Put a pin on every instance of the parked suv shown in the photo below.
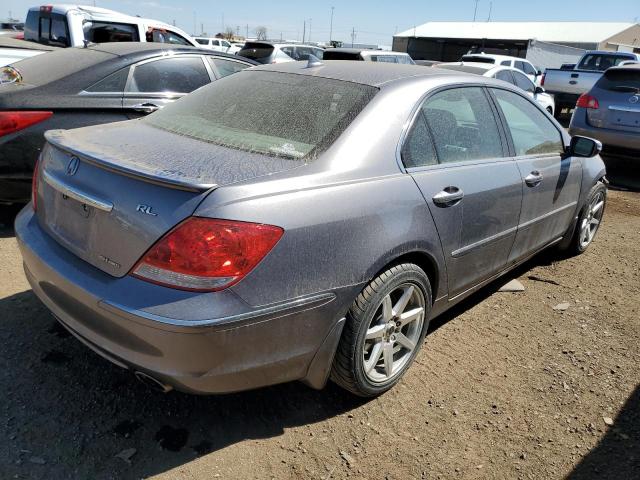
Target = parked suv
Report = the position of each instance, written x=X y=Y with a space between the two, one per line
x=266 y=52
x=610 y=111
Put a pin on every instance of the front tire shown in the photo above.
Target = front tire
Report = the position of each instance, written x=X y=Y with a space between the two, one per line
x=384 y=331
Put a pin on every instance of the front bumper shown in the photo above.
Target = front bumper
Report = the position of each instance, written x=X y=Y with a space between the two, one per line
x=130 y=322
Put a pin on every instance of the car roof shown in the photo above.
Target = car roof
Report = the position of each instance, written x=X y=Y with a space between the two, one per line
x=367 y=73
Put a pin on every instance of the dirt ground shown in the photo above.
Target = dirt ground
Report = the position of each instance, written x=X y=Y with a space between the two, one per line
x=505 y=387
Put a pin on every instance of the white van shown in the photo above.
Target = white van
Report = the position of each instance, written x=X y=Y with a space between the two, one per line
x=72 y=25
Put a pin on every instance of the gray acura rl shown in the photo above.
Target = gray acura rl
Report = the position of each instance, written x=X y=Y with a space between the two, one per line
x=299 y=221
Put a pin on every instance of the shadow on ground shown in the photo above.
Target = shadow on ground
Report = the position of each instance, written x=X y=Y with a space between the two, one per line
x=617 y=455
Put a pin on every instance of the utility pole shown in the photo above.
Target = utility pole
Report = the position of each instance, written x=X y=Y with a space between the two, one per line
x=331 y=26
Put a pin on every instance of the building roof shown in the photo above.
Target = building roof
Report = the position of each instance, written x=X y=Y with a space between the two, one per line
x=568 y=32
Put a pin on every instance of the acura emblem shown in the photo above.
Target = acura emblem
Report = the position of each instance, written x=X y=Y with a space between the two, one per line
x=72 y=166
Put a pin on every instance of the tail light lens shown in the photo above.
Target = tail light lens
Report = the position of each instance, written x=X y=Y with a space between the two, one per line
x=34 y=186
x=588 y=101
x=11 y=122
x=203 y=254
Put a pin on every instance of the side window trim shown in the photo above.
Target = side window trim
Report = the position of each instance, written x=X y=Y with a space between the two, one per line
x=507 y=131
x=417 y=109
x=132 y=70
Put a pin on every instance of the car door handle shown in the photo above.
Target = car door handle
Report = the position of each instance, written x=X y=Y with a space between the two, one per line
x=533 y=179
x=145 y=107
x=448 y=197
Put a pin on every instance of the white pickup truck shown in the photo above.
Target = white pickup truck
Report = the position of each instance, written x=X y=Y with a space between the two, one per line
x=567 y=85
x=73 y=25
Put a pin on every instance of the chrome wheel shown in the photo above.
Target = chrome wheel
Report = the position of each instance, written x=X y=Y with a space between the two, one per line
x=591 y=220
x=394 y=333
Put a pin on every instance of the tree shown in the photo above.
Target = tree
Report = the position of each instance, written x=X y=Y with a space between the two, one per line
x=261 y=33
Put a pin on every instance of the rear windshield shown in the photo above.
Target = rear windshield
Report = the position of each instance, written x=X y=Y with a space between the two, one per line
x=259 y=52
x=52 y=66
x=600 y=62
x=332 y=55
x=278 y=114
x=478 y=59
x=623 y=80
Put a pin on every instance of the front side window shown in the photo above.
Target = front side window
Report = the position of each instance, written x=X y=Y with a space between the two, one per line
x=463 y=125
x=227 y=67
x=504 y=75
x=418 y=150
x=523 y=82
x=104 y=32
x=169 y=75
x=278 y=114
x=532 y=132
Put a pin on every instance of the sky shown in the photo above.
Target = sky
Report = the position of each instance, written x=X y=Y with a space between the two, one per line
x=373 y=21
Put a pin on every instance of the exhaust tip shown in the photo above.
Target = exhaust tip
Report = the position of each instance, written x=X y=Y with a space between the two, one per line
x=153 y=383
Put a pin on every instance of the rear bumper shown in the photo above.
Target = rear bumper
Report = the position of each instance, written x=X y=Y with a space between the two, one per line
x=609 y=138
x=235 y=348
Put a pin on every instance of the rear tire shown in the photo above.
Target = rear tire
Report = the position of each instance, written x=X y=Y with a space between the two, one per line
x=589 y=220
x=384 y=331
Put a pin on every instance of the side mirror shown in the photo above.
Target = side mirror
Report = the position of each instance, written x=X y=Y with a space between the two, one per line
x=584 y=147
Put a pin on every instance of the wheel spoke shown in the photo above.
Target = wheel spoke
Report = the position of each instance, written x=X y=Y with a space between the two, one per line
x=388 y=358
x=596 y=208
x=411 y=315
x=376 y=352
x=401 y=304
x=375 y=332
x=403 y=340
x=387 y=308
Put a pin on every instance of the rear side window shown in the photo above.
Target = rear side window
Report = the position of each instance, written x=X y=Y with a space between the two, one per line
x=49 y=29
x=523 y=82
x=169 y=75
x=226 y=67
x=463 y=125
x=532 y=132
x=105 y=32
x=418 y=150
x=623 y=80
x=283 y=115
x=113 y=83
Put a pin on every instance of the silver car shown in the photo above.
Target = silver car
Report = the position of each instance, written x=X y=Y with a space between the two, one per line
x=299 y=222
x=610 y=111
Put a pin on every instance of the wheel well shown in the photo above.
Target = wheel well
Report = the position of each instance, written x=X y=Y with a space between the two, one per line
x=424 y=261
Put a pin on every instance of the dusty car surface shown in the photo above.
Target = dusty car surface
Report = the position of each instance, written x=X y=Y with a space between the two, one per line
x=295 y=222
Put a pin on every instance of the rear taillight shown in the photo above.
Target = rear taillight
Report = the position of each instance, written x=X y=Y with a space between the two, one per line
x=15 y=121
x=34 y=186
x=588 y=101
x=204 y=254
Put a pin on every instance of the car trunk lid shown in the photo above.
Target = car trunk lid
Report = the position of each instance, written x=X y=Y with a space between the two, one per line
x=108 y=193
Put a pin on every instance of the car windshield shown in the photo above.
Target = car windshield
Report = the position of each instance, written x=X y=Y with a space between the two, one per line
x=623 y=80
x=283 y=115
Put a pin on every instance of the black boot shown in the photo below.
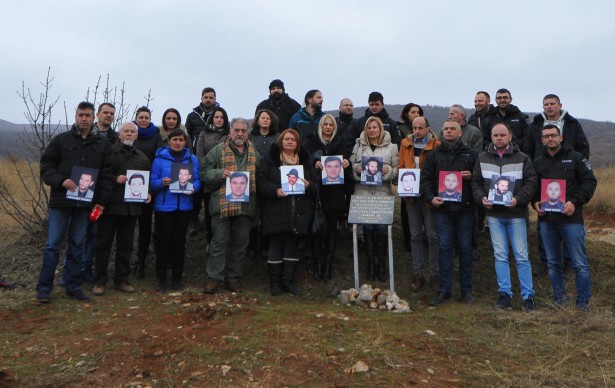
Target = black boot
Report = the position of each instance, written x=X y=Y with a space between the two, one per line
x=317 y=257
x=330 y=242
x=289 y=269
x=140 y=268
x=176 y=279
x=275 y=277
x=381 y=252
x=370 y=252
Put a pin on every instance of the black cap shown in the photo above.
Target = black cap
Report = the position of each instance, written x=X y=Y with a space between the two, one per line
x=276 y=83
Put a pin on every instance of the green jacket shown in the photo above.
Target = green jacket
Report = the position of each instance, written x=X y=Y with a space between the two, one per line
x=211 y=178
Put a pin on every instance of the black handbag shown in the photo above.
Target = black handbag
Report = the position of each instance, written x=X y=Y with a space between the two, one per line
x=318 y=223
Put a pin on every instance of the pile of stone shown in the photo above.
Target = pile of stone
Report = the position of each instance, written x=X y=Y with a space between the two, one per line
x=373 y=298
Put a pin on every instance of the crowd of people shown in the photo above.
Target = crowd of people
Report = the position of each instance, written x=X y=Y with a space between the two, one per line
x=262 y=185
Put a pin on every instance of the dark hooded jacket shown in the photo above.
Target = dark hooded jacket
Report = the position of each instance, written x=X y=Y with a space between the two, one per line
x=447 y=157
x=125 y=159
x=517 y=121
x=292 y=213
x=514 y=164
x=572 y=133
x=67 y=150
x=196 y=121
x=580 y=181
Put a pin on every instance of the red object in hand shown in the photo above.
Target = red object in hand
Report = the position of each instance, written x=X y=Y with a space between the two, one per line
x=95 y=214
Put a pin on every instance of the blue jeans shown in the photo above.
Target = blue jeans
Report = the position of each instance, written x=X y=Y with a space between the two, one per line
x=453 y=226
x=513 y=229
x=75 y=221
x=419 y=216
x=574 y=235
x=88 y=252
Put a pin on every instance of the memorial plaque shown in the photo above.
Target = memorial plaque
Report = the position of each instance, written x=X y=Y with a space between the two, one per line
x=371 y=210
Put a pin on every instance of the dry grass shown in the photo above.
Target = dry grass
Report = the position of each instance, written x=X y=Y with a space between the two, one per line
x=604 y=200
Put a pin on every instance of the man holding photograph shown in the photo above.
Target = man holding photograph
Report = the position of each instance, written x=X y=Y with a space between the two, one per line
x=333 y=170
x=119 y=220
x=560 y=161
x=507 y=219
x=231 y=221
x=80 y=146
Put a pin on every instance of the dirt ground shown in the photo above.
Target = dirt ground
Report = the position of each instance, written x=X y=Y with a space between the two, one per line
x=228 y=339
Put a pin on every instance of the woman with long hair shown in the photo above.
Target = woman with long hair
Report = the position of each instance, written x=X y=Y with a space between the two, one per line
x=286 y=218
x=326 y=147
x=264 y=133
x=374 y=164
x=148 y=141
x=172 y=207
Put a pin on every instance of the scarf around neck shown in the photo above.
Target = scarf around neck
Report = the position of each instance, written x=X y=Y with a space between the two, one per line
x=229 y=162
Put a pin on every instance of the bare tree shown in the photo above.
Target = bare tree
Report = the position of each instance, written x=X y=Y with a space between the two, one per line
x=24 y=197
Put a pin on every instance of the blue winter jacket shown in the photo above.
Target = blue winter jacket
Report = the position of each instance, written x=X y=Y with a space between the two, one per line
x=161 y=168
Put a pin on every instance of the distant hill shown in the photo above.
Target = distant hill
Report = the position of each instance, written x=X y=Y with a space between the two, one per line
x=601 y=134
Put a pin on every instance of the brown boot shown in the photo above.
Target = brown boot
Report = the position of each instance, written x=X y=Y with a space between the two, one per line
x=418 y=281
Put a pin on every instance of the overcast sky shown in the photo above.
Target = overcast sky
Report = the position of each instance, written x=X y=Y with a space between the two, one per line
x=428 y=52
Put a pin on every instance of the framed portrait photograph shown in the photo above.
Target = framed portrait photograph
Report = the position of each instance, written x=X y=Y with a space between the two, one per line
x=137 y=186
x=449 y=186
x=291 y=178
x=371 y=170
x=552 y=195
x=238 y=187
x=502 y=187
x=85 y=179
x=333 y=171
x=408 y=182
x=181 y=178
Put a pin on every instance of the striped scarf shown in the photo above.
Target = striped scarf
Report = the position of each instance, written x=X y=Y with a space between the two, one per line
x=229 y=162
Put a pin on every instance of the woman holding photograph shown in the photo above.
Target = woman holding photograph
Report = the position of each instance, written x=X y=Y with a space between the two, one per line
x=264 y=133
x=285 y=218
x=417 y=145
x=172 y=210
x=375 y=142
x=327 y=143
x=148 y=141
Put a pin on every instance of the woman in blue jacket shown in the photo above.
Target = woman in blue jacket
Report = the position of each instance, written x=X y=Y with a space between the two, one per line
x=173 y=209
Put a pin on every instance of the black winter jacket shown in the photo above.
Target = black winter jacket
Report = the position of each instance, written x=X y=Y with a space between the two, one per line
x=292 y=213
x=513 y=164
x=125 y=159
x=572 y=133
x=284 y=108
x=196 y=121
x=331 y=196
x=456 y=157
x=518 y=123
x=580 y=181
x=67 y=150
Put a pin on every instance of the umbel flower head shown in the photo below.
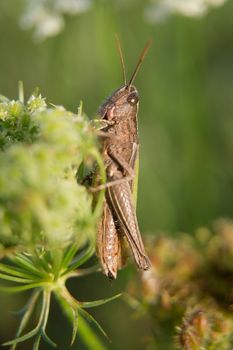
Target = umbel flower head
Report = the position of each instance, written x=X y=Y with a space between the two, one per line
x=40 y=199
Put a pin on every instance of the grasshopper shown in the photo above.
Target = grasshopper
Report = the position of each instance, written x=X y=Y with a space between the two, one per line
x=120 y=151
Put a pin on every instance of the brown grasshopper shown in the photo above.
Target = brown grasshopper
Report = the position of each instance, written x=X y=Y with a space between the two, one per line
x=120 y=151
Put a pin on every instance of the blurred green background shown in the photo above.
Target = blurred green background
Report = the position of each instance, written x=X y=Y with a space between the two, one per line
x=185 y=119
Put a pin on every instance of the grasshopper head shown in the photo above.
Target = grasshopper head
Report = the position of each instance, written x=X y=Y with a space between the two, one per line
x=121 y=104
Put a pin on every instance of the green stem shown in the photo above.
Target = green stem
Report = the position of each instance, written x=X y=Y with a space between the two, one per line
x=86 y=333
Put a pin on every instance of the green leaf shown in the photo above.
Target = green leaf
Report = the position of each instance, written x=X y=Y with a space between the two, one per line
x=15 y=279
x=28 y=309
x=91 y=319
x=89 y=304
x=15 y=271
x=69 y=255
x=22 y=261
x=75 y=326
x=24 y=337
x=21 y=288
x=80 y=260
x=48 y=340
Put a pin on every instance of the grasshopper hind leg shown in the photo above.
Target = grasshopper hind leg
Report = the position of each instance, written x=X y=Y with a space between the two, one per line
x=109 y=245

════════════════

*DESCRIPTION OF THE TASK*
Search the material above for "blue". Pull out each line where it shows up.

*COMPLETED EXERCISE*
Put a pin on every instance of the blue jeans shown in the photo above.
Target = blue jeans
Put a pin on every instance of the blue winter jacket shown in the photo above.
Target = blue winter jacket
Put a pin on every instance of the woman in blue jacket shown in the photo above.
Target = woman in blue jacket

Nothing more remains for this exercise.